Baca berita dengan sedikit iklan, klik di sini
Sunyi. Israel tak memperlihatkan dirinya sebagai negeri yang tengah menghadapi pemilu. Meski media internasional penuh ingar-bingar isu pemilu Israel, negeri itu tampak lesu darah. Puluhan ribu lembar pamflet masih menumpuk di kantor cabang partai peserta pemilu; tak ada acara gelar massa yang heboh, yang menjadi ciri khas berlangsungnya pemilu. Bahkan, saking sepinya, seorang menteri yang seharusnya berkampanye di Karmiel harus menelan malu karena begitu sedikitnya massa yang mendatangi dan mau mendengarkan jualannya tentang Ehud Barak. Panitia lokal, yang menjanjikan bisa mendatangkan 200 orang, ternyata hanya mampu mendatangkan tiga orang.
Begitu banyak warga Israel di luar negeri yang menyatakan tidak akan pulang ke Israel untuk memilih. "Menurut saya, pemilu bukanlah cara untuk menyelesaikan masalah dalam negeri," ujar Ella Teneboim, seorang warga Israel yang bertempat tinggal di Singapura. Adapun Gil Sadeh, 29 tahun, mahasiswa Israel yang menempuh pendidikan di School of Oriental and African Studies di London, juga memastikan tidak pulang kampung. Dia akan pulang sebulan kemudian untuk liburan. "Harga tiket pesawat cukup mahal untuk pulang dan hanya memilih," ujarnya kepada TEMPO melalui sambungan internasional. Dia mengacu, pemilu bisa berlangsung setahun lagi atau lebih.
Sunyi senyapnya pemilu Israel kali ini bukannya tidak beralasan. Selain dianggap tidak begitu penting, ada alasan lain yang jauh lebih mengerikan. Hubungan Israel dan Palestina mengalami penurunan yang tajam dalam proses perundingan damainya. Selain itu, kondisi keamanan yang terus merosot membuat prihatin masyarakat kedua belah pihak. Bahkan, pekan lalu, ada tiga orang Palestina dan dua orang Israel yang tewas dalam aksi kekerasan.

DATA SUMBER:
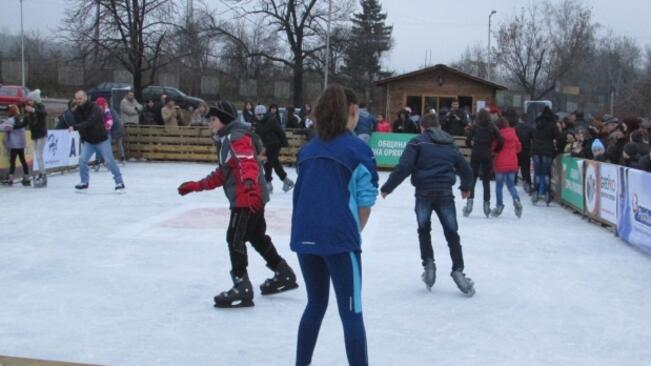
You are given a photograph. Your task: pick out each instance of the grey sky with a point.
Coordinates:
(445, 27)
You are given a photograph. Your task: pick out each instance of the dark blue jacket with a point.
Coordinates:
(366, 123)
(433, 161)
(335, 179)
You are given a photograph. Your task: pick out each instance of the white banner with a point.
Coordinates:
(635, 219)
(609, 186)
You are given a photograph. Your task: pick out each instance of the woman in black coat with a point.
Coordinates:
(543, 151)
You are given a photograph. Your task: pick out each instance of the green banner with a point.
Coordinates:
(572, 186)
(388, 147)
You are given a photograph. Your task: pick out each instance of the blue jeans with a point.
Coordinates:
(443, 204)
(500, 179)
(346, 273)
(542, 166)
(104, 150)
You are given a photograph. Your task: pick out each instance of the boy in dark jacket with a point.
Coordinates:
(433, 160)
(240, 173)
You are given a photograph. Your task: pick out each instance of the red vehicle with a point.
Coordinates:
(13, 94)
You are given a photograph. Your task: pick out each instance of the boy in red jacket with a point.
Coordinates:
(506, 167)
(240, 173)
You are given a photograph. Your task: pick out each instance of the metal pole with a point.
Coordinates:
(22, 45)
(489, 67)
(325, 81)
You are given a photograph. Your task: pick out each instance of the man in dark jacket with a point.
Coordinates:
(483, 138)
(36, 119)
(543, 150)
(273, 137)
(240, 174)
(89, 121)
(433, 161)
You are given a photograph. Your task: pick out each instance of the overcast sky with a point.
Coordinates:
(444, 27)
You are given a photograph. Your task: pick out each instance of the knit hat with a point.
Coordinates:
(13, 110)
(597, 146)
(260, 109)
(35, 96)
(224, 110)
(101, 102)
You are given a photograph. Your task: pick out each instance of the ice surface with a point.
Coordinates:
(128, 279)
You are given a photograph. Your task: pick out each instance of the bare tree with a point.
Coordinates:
(132, 32)
(536, 48)
(301, 24)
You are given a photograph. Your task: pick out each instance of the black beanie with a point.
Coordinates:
(224, 110)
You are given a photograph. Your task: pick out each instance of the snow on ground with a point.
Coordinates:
(128, 279)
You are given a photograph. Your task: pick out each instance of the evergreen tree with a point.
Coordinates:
(370, 38)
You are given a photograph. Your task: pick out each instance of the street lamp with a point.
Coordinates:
(488, 69)
(22, 45)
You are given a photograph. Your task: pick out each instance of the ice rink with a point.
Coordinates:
(128, 279)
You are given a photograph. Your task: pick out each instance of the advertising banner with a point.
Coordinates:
(572, 182)
(388, 147)
(609, 186)
(634, 224)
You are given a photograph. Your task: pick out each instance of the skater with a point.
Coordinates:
(433, 160)
(336, 187)
(483, 138)
(89, 122)
(36, 115)
(14, 140)
(240, 173)
(543, 151)
(273, 137)
(506, 168)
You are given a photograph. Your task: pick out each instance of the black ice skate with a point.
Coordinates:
(284, 279)
(240, 296)
(429, 273)
(465, 284)
(468, 209)
(288, 184)
(497, 211)
(518, 208)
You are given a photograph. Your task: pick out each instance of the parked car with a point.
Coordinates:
(182, 100)
(13, 94)
(104, 90)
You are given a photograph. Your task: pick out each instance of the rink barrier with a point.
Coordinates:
(172, 143)
(614, 196)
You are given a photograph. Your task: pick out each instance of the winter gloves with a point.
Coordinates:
(188, 187)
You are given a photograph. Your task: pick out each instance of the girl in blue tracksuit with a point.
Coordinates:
(336, 187)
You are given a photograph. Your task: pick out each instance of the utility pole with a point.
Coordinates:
(488, 66)
(325, 79)
(22, 45)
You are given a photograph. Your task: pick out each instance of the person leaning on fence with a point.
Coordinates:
(433, 161)
(14, 140)
(130, 109)
(240, 174)
(36, 116)
(95, 137)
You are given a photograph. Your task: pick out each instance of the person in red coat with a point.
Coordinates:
(506, 167)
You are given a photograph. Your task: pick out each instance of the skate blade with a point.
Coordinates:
(235, 304)
(282, 289)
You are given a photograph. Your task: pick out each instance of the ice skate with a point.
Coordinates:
(429, 273)
(468, 208)
(284, 279)
(518, 207)
(239, 296)
(497, 211)
(288, 184)
(465, 284)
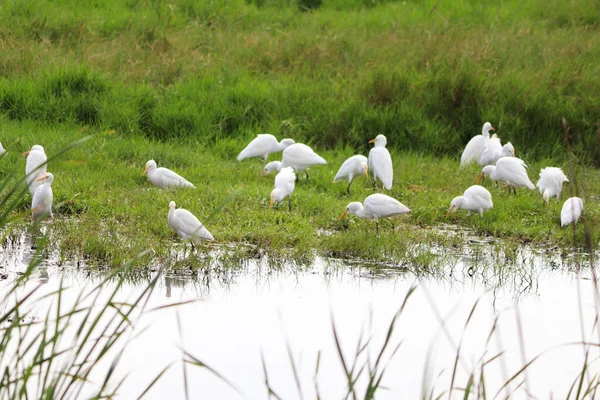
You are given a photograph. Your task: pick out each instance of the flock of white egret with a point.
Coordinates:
(498, 163)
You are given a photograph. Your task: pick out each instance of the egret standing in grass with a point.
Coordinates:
(41, 204)
(300, 157)
(511, 170)
(571, 211)
(263, 145)
(475, 199)
(376, 206)
(550, 183)
(35, 166)
(351, 168)
(284, 186)
(187, 225)
(476, 146)
(380, 162)
(164, 178)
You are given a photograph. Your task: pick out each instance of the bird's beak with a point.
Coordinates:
(41, 178)
(480, 177)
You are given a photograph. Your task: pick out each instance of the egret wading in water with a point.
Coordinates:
(352, 168)
(263, 145)
(35, 166)
(300, 157)
(380, 163)
(476, 146)
(550, 183)
(165, 178)
(41, 204)
(571, 211)
(511, 170)
(376, 206)
(476, 199)
(284, 186)
(187, 226)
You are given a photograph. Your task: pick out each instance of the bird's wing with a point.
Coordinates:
(262, 144)
(381, 165)
(473, 150)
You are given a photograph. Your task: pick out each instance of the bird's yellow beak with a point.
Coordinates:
(480, 177)
(41, 178)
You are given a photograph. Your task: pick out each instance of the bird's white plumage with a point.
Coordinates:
(284, 185)
(511, 170)
(551, 181)
(263, 145)
(35, 166)
(187, 225)
(41, 204)
(380, 162)
(165, 178)
(476, 146)
(475, 199)
(351, 168)
(300, 157)
(571, 211)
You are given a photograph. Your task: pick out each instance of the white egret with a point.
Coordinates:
(351, 168)
(263, 145)
(511, 170)
(380, 162)
(550, 183)
(476, 199)
(376, 206)
(284, 186)
(476, 145)
(270, 167)
(187, 225)
(41, 204)
(300, 157)
(164, 178)
(35, 166)
(571, 211)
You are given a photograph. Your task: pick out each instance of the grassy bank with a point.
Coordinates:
(425, 74)
(107, 211)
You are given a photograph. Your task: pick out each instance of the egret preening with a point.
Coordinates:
(35, 167)
(376, 206)
(476, 199)
(300, 157)
(41, 204)
(187, 225)
(351, 168)
(380, 162)
(571, 211)
(164, 178)
(263, 145)
(511, 170)
(284, 186)
(550, 183)
(476, 146)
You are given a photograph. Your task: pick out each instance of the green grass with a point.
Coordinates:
(107, 211)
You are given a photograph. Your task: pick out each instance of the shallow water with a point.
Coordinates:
(240, 312)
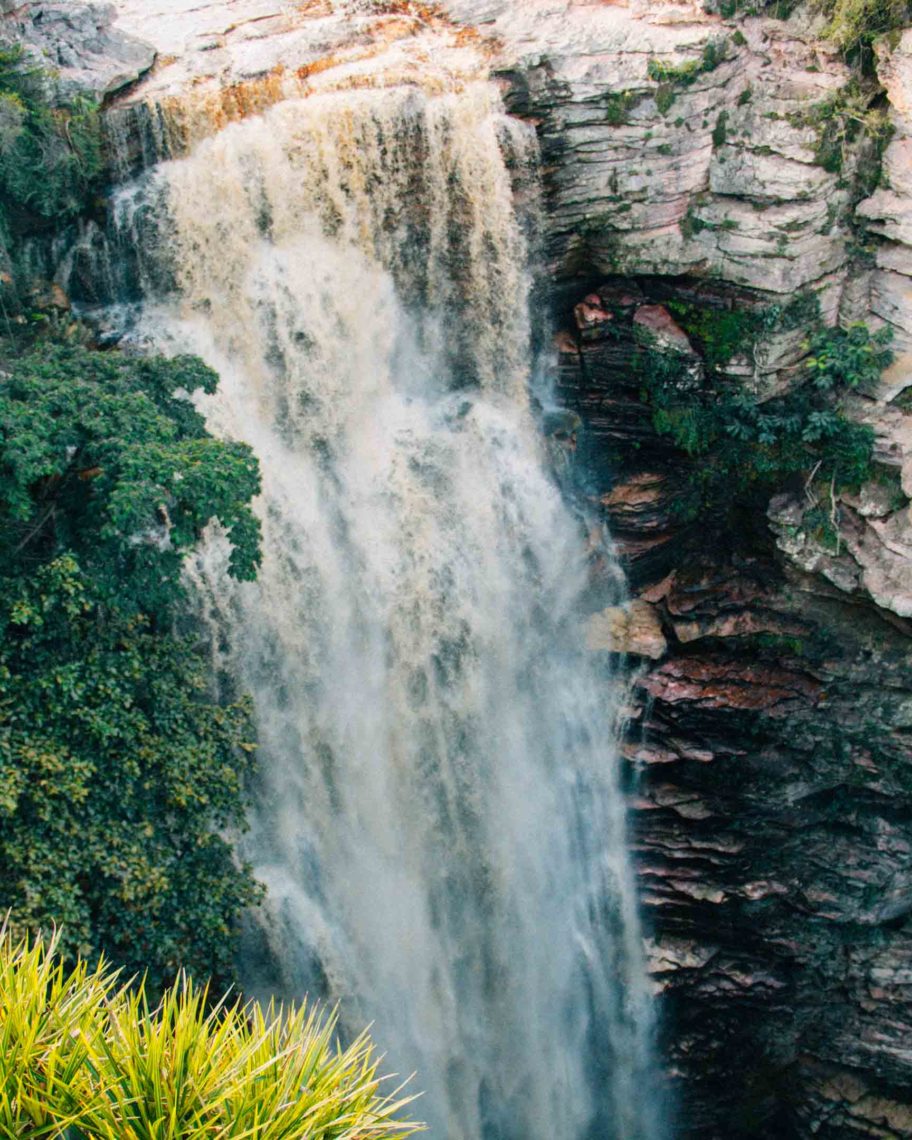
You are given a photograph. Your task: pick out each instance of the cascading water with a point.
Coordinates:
(438, 821)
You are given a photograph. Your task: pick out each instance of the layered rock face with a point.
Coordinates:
(731, 164)
(695, 162)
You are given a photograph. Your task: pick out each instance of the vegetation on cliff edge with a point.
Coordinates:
(119, 771)
(83, 1057)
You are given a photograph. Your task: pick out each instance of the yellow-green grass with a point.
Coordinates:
(83, 1057)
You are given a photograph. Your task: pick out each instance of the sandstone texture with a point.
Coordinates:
(686, 157)
(78, 43)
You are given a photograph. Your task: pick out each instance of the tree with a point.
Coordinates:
(119, 772)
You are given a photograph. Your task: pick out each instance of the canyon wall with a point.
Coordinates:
(729, 165)
(699, 162)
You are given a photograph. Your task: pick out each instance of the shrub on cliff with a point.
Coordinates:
(854, 25)
(50, 154)
(757, 446)
(119, 772)
(83, 1057)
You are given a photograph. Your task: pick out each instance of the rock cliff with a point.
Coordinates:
(725, 165)
(708, 164)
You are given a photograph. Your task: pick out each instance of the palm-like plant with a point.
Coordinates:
(83, 1057)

TUGAS SINGKAT 1: Menurut teks sumber, berapa orang yang akhirnya berhasil didatangkan panitia lokal di Karmiel?
TUGAS SINGKAT 2: Laporkan setiap baris dalam daftar yang memuat kata "coat". Huruf besar dan kecil harus diperhatikan.
Daftar ini sama sekali tidak berkaitan dengan teks sumber.

JAWABAN 1: Hanya tiga orang.

JAWABAN 2:
You are given a photograph. Your task: pick out each instance of the woman in black coat with a point.
You are given a photograph. Your task: pick out each instance of the person in red coat with a point.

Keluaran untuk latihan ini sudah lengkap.